# Start of WORKING DATA

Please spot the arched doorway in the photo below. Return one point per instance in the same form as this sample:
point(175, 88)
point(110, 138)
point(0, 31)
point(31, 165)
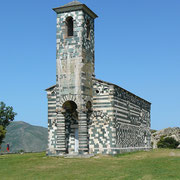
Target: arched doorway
point(71, 127)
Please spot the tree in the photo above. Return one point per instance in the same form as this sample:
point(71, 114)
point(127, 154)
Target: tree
point(6, 116)
point(167, 142)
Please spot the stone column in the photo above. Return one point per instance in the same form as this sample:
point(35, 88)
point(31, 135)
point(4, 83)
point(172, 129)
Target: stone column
point(61, 141)
point(83, 132)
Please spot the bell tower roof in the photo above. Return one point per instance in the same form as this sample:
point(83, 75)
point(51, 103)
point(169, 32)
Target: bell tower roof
point(74, 6)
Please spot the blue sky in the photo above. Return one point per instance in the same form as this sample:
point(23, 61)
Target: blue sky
point(137, 46)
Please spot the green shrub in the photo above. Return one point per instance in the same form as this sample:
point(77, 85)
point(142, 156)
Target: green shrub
point(167, 142)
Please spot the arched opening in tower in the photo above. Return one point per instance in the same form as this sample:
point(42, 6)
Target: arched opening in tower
point(71, 127)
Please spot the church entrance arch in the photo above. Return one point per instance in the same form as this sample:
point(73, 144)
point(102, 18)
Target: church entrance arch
point(71, 127)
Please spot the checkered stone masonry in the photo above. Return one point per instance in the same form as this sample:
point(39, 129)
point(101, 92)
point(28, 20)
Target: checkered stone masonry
point(118, 120)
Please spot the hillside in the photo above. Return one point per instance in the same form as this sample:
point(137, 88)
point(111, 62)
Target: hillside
point(26, 137)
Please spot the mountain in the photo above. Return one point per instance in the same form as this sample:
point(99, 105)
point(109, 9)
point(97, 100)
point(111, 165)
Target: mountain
point(167, 132)
point(26, 137)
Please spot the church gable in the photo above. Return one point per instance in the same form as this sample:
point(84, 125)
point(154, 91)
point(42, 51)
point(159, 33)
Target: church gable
point(87, 115)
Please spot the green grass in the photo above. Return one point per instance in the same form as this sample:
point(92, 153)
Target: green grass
point(157, 164)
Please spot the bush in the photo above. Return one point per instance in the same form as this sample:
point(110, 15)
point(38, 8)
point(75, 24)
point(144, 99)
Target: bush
point(167, 142)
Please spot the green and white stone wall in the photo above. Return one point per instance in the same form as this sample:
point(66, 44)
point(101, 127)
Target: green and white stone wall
point(118, 120)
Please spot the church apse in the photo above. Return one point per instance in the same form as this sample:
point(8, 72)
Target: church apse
point(87, 115)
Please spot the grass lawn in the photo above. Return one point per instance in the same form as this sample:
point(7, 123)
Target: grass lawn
point(156, 164)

# End of WORKING DATA

WORK TO COMPLETE
Copy all of the material above line for line, but leave out the picture.

OUTPUT BELOW
Please spot the arched doorway in the photo below. Return one point per instance in the same form as this sample:
point(175, 88)
point(110, 138)
point(0, 31)
point(31, 165)
Target: arched doorway
point(71, 127)
Please spot the tree in the photo above. Return one point per instance in the same form as this sample:
point(71, 114)
point(127, 154)
Target: tree
point(6, 116)
point(167, 142)
Please spot the stone column in the photo above. Return one point per instance in the same form as this sample:
point(35, 88)
point(31, 135)
point(4, 83)
point(172, 129)
Target: stone column
point(61, 141)
point(83, 132)
Please spot the bell tower roof in the photo above. Return one point per instance in the same form as this sample:
point(83, 75)
point(51, 103)
point(169, 32)
Target: bell tower roof
point(74, 6)
Please spot the blue sky in the photo above. Return one point per instance in the same form as this sample:
point(23, 61)
Target: blue sky
point(137, 46)
Please spot the green shrub in the photo above. Return one point per instance in the same form as this sample:
point(77, 85)
point(142, 156)
Target: green shrub
point(167, 142)
Please spot the arched opening in tower in the photo above. Return one point per instance in the same form as this sample:
point(42, 6)
Target: arched opening in tower
point(71, 127)
Please spot the church entrance arch in the photo above. Return one point per instance in the same form as this sample:
point(73, 144)
point(102, 18)
Target: church entrance arch
point(71, 127)
Please spot the checkered stone masonry in the photo above. Return one point per instance in the same form as this sample:
point(39, 129)
point(101, 92)
point(28, 20)
Target: checkered stone masonry
point(118, 120)
Please spot the hillside in the photo above. Return one point per instance in the same form as this sample:
point(137, 88)
point(111, 62)
Target: hillside
point(26, 137)
Please spot the mountain in the photo above. Return one point per instance in the same form as this sample:
point(99, 105)
point(109, 9)
point(97, 100)
point(111, 165)
Target: mountain
point(167, 132)
point(26, 137)
Please spot the church gable in the photo above. Return one point per instance in the same form as this sample:
point(84, 125)
point(154, 91)
point(42, 51)
point(159, 33)
Target: church gable
point(87, 115)
Please spot the green grass in the photo above. Return one point per instance in the same form as this sample:
point(92, 153)
Target: green grass
point(157, 164)
Please spot the bush in the photo above. Return one point per instance in the same form as this sample:
point(110, 15)
point(38, 8)
point(75, 24)
point(144, 99)
Target: bush
point(167, 142)
Please spot the green and white stone wall in the photo above. Return one point per instance in the same form as this sample:
point(66, 44)
point(101, 127)
Target: green and white stone wall
point(118, 120)
Please spot the church apse in the photo above. Return one point per instance in the same form as this sample:
point(8, 72)
Target: church apse
point(87, 115)
Please spot the grass lawn in the photo above. Return one point per instance in the same form as this sample:
point(7, 123)
Target: grass lawn
point(156, 164)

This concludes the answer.